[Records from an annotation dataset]
■ ■ ■ ■ ■ ■ ■
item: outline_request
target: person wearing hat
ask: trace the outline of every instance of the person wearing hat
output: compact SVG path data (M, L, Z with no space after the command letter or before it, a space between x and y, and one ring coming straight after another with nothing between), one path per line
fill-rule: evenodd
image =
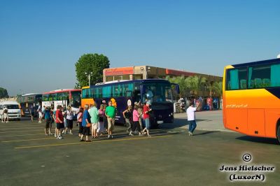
■ ■ ■ ■ ■ ■ ■
• **Your task**: Arrange each line of the records as a Markdown table with two columns, Row and Text, numbering the rows and omitting blank lines. Keep the pictures out of the answer.

• **Output**:
| Row | Text |
|---|---|
| 1 | item: outline_request |
| 2 | target: person wearing hat |
| 3 | ask: trace the outline of every instance of the person wearing hat |
| 4 | output: compact SVG path data (M, L, Z with no space after the command letter or before it, a space between x and y, and one ring coming straight after another with nothing between), one path per line |
| 5 | fill-rule: evenodd |
| 6 | image = |